TASK SET:
A) In the homily excerpt, in what year did the Nike commercial with Charles Barkley air?
B) Please explain, in one to three sentences, why the homily excerpt says Charles Barkley and all of us are not let off the hook so easily.
C) Pick up the homily excerpt after its last sentence and keep writing.

— START OF SUPPLIED TEXT —

Sixteenth Sunday in Ordinary Time
 
First Reading: Wisdom 12:13, 16-19
 
Responsorial Psalm: Psalm 86:5-6, 9-10, 15-16
 
Second Reading: St. Paul’s Letter to the Romans 8:26-27
 
Gospel: According to St. Matthew 13:24-43
 
“I am not a role model.  I’m not paid to be a role model.  I’m paid to wreak havoc on the basketball court.  Parents should be role models.  Just because I dunk a basketball doesn’t mean I should raise your kids.”  Five simple statements taken from a highly charged Nike commercial that aired in 1993.  The words came from the mouth of Charles Barkley, a man who has been no stranger to controversial statements and non-role model activity.
 
In one sense, he makes five incontrovertible statements.  He was/is not a role model.  He was/is not paid to be a role model.  He was paid to wreak havoc on the basketball court.  Parents should be role models.  The ability to dunk a basketball does not require someone to raise other people’s children.  It would be hard to find anyone who could ever find fault with these statements.
 
But taken in the light of this weekend’s Gospel and the main parable that Jesus explains to His Disciples it seems that Charles and all of us are not let off the hook so easily.  In describing the meaning of the Parable of the Weeds among the Wheat, Jesus points out that the weeds are “the children of the evil one.”  He then describes the consequences for “all those who cause others to sin”: His angels will “throw them into the fiery furnace.”

— END OF SUPPLIED TEXT —
— START OF PROVIDED RECORDS —

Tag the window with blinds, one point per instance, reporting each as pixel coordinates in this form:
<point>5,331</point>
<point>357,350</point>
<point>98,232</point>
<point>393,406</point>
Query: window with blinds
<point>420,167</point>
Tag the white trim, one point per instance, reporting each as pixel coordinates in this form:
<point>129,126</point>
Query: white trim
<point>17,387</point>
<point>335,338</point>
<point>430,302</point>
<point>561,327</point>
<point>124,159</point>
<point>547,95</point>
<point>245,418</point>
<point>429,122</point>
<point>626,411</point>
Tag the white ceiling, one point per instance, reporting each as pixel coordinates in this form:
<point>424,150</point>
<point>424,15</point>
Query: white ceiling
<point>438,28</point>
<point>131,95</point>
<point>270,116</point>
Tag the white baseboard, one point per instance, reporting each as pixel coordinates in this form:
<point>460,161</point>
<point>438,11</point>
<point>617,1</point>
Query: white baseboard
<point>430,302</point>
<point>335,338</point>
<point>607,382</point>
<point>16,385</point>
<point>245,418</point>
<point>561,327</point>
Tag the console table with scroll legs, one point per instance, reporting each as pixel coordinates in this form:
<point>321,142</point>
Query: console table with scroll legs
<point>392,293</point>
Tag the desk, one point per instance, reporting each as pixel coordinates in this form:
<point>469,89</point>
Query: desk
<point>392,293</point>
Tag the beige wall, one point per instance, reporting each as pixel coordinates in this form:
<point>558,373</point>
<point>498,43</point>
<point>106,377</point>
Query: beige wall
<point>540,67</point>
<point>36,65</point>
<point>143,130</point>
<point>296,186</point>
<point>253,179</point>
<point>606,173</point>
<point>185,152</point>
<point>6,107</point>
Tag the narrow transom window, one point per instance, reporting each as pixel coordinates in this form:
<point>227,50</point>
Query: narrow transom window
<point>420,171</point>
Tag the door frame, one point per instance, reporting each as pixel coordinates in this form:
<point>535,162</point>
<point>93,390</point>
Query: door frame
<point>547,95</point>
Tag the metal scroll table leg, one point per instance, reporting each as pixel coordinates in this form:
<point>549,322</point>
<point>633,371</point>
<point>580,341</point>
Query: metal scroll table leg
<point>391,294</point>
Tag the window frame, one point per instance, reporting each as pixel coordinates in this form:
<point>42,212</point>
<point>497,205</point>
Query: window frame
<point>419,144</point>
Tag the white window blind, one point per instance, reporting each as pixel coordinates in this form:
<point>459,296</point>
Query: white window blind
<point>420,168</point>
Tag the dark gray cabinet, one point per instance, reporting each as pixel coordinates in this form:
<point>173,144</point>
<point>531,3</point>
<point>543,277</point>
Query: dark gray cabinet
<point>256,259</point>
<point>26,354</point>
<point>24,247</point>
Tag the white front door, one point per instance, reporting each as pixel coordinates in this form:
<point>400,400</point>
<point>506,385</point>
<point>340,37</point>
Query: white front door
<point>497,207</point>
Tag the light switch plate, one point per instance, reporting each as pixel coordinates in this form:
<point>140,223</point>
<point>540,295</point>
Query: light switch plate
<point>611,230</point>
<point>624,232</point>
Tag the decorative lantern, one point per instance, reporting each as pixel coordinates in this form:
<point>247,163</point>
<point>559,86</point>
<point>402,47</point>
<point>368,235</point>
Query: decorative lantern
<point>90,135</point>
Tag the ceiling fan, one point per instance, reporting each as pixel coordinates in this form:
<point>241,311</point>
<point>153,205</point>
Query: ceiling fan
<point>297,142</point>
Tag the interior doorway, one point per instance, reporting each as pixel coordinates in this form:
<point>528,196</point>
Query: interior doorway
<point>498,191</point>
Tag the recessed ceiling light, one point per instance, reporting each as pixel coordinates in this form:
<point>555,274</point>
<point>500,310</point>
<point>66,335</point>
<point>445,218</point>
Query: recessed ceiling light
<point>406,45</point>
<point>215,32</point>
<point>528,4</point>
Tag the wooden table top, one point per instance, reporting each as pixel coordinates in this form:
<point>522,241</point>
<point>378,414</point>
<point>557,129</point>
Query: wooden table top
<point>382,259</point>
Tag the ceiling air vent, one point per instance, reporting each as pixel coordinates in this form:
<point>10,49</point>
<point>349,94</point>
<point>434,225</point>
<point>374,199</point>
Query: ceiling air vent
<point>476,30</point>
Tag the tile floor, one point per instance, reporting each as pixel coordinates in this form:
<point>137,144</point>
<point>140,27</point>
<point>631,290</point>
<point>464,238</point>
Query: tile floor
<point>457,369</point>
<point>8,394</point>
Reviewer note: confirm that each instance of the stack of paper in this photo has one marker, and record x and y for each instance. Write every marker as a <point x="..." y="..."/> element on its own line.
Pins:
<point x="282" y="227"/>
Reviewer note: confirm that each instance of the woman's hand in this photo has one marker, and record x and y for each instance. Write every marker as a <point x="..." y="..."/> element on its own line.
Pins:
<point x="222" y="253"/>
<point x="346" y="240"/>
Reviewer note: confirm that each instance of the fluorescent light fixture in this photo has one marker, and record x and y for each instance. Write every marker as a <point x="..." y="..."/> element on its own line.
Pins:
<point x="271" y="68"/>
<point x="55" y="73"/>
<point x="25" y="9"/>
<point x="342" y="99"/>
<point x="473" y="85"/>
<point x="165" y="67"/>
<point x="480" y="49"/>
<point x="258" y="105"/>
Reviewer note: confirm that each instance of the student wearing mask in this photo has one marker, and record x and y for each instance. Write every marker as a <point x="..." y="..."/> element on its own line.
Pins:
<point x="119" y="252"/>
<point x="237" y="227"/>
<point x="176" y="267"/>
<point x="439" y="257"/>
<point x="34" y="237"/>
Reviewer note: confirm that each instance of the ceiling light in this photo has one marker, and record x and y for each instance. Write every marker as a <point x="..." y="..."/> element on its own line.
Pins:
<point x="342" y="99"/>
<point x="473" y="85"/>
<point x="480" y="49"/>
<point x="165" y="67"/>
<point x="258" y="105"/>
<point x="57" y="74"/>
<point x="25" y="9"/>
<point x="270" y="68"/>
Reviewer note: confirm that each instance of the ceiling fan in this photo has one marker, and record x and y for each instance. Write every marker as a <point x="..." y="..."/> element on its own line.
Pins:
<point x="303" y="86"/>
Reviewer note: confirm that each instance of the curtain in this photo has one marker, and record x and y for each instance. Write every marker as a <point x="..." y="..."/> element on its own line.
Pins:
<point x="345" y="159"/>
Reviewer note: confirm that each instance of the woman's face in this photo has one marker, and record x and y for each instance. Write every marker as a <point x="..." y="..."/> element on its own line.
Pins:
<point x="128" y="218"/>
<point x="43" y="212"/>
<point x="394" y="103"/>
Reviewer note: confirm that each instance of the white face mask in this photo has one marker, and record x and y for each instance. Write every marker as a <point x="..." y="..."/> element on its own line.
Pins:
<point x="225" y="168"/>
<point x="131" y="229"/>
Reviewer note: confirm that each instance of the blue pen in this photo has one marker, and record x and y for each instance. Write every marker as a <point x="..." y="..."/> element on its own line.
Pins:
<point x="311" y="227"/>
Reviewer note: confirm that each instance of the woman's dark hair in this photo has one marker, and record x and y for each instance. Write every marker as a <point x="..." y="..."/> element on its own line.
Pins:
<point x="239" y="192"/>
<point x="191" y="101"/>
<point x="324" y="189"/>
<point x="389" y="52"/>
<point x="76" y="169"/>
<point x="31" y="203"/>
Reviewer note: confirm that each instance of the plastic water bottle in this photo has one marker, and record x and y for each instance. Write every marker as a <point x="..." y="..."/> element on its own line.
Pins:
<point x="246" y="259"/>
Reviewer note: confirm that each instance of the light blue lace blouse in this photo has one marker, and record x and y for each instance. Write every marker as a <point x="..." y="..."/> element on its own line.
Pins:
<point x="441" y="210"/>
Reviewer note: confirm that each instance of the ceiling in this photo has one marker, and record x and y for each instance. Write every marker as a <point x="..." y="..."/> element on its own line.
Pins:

— END OF PROVIDED RECORDS —

OUTPUTS IN ORDER:
A) 1993

B) In explaining the Parable of the Weeds among the Wheat, Jesus calls the weeds "the children of the evil one." He says that His angels will "throw them into the fiery furnace," referring to "all those who cause others to sin."

C)
 
This is in no way meant to propose that Charles Barkley needs to start wearing asbestos undies, but it is meant to bring us to the realization that we are all indeed the keepers of our sisters and brothers, and it is meant to propose that we can’t duck the responsibility to act as role models. 
 
Everyone, Christian or not, is called to see that our actions do have consequences that go way beyond the momentary events and those directly involved.  One image that I picked up years ago from Dorothy Day was that of the ripples set in motion by a pebble thrown in a pond.  Those ever-widening circles can bring great good or great evil into the lives of people we have never even met, let alone those who are more directly affected.
 
So when someone says, “I’m not a role model” they might simply be stating the fact that people should look to others, like their parents, if they are looking for behavior to imitate.  That simple declaration might truly be a heartfelt insight into personal imperfection.  Anyone with such an attitude should be applauded for their honesty and supported in their quest to become more of who God created them to be.
 
Now considering the image that Nike was most probably attempting to project in that commercial (every commercial?) it would be difficult to pull from the text any deep soul-searching humility.  Most people took it as an in-your-face apologia for the lack of role model activity of many highly paid and reverently adulated athletes.  Thus it is the perfect sequel to the “Be like Mike” Gatorade commercial from the year before.  Charles and Nike are simply reminding us that to “be like Mike” should be void of anything related to Michael Jordan the person.
 
Like it or not, all of us are called by Christ to be role models, even those whose millions come from playing a kid’s game and at the expense of the sweat of those who truly work for a living.  As far as Jesus is concerned, when it comes to being a role model, He is telling all of us just do it.
 
A.M.D.G.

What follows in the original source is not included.